* [Try it]: The answer should hold only the line with "Target: blue water" and each line after it through the last line of the material, exactly.

----------

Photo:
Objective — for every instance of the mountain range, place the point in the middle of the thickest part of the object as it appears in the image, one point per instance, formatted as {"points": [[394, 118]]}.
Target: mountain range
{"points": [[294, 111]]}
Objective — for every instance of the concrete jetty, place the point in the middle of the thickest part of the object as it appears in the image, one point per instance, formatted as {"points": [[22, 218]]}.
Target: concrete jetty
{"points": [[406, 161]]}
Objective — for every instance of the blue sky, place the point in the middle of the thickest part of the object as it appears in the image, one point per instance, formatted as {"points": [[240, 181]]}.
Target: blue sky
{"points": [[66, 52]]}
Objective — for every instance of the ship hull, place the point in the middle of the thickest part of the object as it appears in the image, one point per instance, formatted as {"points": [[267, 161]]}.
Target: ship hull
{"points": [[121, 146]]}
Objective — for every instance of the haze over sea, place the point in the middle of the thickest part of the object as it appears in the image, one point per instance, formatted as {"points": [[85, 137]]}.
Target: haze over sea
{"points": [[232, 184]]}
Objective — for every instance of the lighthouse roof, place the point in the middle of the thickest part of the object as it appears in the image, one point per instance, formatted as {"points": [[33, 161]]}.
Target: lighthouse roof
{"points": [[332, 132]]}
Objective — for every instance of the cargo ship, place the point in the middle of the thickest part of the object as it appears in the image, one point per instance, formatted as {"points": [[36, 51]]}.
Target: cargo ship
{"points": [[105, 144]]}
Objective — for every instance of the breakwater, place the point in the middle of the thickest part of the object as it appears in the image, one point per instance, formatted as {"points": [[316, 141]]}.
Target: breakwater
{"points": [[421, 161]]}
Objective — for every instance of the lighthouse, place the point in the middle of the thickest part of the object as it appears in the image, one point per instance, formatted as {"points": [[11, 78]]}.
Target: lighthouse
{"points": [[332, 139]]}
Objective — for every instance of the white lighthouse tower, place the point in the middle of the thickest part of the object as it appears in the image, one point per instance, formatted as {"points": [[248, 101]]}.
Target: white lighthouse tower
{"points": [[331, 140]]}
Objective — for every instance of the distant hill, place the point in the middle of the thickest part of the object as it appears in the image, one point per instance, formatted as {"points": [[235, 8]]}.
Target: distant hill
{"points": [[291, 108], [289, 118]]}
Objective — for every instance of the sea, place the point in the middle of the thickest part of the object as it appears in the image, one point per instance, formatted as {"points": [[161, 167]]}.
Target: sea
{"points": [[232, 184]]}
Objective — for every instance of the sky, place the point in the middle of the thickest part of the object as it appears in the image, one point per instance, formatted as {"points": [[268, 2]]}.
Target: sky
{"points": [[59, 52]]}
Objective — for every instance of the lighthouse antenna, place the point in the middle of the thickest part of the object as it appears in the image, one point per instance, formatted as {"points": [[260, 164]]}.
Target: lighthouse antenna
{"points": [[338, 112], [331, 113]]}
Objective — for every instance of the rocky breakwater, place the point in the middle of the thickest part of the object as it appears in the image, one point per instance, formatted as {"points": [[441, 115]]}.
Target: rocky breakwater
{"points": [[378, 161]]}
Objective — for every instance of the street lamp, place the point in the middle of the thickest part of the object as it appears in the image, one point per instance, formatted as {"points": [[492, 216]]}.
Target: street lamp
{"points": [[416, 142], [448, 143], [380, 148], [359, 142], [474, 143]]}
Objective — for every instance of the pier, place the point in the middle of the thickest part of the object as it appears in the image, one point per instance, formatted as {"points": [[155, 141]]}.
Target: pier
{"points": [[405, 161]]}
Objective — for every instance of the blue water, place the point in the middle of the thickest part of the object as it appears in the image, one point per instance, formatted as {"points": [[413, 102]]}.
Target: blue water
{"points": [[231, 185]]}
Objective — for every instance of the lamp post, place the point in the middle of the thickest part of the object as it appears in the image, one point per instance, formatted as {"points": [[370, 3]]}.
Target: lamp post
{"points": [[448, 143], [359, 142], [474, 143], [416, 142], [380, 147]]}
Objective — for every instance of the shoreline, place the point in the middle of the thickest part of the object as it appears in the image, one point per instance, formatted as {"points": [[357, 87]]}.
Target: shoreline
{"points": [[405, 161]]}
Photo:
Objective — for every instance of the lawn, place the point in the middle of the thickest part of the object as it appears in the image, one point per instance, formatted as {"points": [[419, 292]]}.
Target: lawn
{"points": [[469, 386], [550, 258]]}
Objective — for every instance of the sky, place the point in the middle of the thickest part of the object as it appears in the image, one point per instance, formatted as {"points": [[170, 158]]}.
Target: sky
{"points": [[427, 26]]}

----------

* [Solution for this task]:
Target: blue water
{"points": [[231, 185]]}
Objective — for every instance of the lamp post, place the point in the middle of the thickest part of the object as it appears in the image, one point per instance, formatted as {"points": [[370, 3]]}.
Target: lamp post
{"points": [[448, 143], [359, 142], [474, 143], [416, 142], [380, 147]]}
Objective — for every instance of the shoreline, place the point in the middle of the thickest part of the object as it appears in the image, one point per instance, formatted as {"points": [[357, 87]]}.
Target: shoreline
{"points": [[405, 161]]}
Photo:
Objective — for every instance of the lawn, place the point in the middle of the thickest part of the object as it appears in the image, one point per instance, formatted as {"points": [[419, 292]]}.
Target: lawn
{"points": [[469, 386], [550, 258]]}
Objective — for every instance of the sky, place the point in the middle of the thickest part of the object as it appears in the image, one point per instance, formatted as {"points": [[170, 158]]}.
Target: sky
{"points": [[427, 26]]}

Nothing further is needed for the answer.